## BEGIN Document segment
THE PROFITS TO BE REALIZED BY THE ADVISER AND ITS AFFILIATES FROM THEIR RELATIONSHIP WITH THE FUND.  The Board reviewed the Adviser’s financial information and took into account both the direct benefits and the indirect benefits to the Adviser from advising the Funds.  The Board considered the profitability to the Adviser from its relationship with the Funds and considered any additional benefits derived by the Adviser from its relationship with the Funds.  The Board also reviewed information regarding fee offsets for separate accounts invested in the PIA High Yield Fund and determined that the Adviser was not currently receiving an advisory fee both at the separate account and at the Fund level for these accounts, and as a result was not receiving additional fall-out benefits from these relationships.  After such review, the Board determined that the profitability to the Adviser with respect to the Advisory Agreement was not excessive, and that the Adviser had maintained adequate resources and profit levels to support the services it provides to the Funds.
## END Document segment
## BEGIN Extracted information
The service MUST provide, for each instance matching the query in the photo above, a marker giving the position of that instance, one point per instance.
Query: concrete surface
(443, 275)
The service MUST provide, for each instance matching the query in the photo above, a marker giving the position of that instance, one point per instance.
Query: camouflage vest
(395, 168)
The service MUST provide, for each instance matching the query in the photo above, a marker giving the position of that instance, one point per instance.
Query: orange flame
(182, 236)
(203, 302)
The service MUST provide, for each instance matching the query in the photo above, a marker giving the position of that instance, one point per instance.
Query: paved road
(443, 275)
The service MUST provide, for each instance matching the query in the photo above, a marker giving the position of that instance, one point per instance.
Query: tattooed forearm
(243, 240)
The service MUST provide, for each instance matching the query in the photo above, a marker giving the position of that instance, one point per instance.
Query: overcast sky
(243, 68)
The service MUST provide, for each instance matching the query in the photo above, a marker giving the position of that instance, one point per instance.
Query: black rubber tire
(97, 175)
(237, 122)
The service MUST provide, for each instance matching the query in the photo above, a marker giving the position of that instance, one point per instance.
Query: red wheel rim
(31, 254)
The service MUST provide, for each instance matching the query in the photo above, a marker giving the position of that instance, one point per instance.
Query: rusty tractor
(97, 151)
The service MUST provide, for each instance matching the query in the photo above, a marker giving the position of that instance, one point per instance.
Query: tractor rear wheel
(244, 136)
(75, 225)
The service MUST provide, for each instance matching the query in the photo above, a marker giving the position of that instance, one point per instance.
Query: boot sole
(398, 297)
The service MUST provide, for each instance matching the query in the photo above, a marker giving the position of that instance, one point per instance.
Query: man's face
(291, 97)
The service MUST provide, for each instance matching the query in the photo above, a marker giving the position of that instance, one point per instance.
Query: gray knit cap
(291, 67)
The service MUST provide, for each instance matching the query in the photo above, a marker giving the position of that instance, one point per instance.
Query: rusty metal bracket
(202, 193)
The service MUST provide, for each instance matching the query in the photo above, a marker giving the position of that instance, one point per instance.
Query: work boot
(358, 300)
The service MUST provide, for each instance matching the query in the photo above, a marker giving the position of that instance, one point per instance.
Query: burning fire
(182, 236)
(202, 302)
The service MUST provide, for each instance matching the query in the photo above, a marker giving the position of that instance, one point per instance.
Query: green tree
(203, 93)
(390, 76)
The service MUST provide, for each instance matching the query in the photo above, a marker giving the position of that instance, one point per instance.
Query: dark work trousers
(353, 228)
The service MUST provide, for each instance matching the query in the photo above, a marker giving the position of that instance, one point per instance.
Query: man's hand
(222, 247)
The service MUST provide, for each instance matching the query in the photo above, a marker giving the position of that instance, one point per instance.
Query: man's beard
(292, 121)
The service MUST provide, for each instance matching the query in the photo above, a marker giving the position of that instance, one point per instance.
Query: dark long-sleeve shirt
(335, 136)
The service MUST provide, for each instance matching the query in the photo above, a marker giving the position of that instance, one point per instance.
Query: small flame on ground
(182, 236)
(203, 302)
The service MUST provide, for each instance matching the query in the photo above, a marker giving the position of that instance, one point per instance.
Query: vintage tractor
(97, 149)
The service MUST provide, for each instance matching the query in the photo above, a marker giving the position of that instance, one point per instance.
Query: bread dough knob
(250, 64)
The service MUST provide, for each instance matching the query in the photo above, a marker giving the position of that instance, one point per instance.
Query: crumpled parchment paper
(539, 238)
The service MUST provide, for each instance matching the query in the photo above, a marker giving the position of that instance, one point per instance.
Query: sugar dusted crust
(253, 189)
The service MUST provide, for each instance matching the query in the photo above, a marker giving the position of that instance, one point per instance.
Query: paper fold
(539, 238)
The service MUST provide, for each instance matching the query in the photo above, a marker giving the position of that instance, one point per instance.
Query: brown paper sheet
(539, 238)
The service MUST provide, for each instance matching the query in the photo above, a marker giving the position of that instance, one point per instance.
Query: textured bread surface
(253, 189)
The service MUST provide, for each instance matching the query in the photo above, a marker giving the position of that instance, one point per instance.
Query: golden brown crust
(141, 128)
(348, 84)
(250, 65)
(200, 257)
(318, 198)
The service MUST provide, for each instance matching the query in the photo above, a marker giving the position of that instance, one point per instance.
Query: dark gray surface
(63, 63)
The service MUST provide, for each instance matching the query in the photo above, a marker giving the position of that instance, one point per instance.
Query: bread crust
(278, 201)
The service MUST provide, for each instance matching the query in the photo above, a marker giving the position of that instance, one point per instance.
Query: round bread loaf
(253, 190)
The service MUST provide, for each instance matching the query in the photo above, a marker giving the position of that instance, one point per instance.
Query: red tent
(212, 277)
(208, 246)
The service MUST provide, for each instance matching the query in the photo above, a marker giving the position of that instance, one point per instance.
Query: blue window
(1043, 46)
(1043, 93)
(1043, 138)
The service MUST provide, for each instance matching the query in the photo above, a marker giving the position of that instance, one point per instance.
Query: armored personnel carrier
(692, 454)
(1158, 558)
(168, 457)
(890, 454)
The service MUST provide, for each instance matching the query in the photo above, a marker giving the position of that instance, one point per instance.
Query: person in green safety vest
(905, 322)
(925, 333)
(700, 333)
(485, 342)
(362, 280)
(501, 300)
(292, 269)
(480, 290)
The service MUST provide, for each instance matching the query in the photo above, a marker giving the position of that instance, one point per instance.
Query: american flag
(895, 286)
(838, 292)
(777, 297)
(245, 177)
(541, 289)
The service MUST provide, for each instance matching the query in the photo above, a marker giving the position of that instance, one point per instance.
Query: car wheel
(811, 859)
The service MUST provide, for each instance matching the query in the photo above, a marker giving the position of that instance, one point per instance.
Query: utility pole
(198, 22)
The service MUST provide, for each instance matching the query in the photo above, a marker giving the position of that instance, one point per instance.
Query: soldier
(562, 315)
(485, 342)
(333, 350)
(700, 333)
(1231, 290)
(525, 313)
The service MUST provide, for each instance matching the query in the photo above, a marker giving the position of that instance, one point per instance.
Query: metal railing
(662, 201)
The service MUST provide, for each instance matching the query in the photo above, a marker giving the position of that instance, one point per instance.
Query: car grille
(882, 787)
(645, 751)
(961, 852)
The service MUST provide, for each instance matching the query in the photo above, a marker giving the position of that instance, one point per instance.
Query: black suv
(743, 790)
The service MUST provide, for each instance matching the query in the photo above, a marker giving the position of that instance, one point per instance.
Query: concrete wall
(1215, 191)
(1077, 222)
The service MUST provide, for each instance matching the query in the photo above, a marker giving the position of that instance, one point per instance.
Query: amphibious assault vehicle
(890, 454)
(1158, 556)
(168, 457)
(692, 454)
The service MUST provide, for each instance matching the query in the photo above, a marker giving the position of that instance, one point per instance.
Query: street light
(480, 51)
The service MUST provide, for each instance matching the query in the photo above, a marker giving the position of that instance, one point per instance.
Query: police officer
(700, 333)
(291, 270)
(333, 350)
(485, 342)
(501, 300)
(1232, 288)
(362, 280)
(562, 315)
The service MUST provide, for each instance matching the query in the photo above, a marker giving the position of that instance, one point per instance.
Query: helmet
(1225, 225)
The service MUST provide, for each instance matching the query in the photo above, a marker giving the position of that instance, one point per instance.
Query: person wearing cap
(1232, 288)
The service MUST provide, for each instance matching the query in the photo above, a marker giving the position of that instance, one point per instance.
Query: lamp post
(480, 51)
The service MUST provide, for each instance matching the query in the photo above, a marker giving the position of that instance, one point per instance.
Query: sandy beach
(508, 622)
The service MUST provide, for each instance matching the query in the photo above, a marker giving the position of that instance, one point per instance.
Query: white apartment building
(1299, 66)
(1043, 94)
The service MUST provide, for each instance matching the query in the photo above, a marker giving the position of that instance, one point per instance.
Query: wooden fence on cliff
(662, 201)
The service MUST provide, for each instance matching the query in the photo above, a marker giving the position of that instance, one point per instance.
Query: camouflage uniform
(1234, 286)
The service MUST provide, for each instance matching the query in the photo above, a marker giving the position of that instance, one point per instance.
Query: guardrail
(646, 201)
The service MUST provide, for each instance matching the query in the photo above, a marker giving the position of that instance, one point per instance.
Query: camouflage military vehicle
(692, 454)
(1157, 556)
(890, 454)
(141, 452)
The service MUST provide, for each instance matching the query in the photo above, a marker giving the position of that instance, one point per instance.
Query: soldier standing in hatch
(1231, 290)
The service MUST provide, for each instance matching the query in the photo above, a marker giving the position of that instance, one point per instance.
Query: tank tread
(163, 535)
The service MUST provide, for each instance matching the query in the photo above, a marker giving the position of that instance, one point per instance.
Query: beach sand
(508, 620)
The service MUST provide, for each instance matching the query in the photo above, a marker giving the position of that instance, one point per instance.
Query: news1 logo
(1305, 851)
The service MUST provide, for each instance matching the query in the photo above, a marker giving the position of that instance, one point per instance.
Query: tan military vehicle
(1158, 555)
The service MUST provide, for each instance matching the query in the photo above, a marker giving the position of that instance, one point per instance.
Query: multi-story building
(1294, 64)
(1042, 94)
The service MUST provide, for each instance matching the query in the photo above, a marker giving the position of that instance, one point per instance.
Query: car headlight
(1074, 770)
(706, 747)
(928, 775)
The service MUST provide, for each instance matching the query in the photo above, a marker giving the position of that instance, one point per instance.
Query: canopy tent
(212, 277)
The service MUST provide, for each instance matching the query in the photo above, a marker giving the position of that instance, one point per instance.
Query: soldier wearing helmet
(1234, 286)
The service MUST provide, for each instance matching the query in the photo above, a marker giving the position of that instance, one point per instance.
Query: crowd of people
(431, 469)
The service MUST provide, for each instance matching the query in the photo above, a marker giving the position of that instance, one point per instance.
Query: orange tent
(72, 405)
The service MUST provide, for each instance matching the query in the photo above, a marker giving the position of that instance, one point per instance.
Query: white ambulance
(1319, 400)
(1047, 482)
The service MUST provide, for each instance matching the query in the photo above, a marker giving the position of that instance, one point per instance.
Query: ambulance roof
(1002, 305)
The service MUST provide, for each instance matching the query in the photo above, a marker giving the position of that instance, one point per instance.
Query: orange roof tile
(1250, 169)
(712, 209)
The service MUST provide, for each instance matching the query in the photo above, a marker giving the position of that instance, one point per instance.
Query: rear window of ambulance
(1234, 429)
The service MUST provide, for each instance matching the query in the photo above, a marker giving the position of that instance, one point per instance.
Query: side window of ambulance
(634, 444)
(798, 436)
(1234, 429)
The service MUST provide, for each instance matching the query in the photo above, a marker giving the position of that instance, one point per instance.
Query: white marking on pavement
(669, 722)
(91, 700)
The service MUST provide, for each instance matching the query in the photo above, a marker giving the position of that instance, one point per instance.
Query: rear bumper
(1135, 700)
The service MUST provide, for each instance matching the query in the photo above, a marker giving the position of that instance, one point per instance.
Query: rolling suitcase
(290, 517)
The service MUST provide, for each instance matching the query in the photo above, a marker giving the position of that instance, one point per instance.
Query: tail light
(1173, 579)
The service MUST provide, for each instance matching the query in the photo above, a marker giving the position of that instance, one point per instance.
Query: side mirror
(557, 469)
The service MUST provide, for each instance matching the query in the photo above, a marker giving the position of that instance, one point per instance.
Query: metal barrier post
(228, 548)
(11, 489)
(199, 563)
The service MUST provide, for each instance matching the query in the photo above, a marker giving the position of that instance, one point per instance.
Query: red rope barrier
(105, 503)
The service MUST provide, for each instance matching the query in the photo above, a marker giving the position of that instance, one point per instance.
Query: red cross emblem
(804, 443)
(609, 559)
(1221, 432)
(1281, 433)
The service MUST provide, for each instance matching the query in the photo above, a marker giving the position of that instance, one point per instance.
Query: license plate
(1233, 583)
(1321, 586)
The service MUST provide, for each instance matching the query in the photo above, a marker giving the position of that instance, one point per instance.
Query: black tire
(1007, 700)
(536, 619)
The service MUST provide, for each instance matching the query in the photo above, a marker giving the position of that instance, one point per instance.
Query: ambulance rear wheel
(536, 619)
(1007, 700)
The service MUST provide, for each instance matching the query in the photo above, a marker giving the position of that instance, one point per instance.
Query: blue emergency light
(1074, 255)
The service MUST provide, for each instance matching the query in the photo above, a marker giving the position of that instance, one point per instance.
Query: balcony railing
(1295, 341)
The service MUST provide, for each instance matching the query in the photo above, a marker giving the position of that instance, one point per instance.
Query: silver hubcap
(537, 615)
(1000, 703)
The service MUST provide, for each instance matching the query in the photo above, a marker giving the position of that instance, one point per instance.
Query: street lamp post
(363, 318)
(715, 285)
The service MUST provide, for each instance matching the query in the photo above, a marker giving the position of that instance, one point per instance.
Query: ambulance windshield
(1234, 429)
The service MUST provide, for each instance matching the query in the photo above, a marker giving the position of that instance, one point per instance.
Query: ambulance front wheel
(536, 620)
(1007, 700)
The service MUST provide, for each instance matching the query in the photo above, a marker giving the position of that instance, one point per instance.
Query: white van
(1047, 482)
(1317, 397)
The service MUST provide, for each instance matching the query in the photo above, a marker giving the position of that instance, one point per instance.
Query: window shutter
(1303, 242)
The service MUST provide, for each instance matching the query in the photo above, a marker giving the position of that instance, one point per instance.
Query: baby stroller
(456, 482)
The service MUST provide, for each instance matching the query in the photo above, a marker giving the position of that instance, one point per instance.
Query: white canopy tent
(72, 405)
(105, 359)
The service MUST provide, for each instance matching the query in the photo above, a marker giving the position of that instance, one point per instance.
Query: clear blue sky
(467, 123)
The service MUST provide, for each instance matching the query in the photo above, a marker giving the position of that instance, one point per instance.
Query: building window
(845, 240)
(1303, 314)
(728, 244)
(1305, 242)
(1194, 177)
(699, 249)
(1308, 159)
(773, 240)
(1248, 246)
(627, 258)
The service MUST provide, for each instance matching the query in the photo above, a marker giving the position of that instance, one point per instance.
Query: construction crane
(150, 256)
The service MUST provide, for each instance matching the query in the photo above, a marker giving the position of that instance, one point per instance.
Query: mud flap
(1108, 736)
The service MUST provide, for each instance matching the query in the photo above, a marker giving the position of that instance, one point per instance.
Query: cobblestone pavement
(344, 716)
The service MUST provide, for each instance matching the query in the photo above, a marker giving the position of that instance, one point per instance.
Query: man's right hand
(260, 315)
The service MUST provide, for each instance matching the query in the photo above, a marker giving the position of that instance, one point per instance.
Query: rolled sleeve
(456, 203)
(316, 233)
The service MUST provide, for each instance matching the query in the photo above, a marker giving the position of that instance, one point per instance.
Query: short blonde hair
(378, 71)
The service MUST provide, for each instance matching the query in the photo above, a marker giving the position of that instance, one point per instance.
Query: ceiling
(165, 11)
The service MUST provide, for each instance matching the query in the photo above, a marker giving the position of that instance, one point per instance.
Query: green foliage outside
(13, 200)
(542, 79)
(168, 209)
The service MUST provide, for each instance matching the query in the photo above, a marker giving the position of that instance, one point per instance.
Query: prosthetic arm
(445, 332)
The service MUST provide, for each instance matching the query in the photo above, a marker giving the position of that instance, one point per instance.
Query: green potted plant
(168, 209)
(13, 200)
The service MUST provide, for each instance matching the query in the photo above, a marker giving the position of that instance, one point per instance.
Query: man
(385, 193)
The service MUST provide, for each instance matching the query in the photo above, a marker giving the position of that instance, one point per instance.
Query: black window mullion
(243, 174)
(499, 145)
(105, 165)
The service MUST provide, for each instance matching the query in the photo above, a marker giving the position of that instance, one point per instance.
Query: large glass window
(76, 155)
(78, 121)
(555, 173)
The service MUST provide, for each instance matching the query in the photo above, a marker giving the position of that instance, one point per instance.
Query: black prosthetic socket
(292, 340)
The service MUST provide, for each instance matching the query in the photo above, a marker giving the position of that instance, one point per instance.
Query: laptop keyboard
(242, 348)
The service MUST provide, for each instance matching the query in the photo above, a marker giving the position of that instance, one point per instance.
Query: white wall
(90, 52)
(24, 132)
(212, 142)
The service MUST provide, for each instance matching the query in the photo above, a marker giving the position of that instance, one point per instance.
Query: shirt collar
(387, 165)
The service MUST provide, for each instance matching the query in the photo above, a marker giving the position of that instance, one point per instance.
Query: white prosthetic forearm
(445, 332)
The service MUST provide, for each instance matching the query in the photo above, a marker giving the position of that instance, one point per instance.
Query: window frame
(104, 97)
## END Extracted information
Reproduce the passage above on the Board's review of the Adviser's profitability, word for word and in full.

THE PROFITS TO BE REALIZED BY THE ADVISER AND ITS AFFILIATES FROM THEIR RELATIONSHIP WITH THE FUND.  The Board reviewed the Adviser’s financial information and took into account both the direct benefits and the indirect benefits to the Adviser from advising the Funds.  The Board considered the profitability to the Adviser from its relationship with the Funds and considered any additional benefits derived by the Adviser from its relationship with the Funds.  The Board also reviewed information regarding fee offsets for separate accounts invested in the PIA High Yield Fund and determined that the Adviser was not currently receiving an advisory fee both at the separate account and at the Fund level for these accounts, and as a result was not receiving additional fall-out benefits from these relationships.  After such review, the Board determined that the profitability to the Adviser with respect to the Advisory Agreement was not excessive, and that the Adviser had maintained adequate resources and profit levels to support the services it provides to the Funds.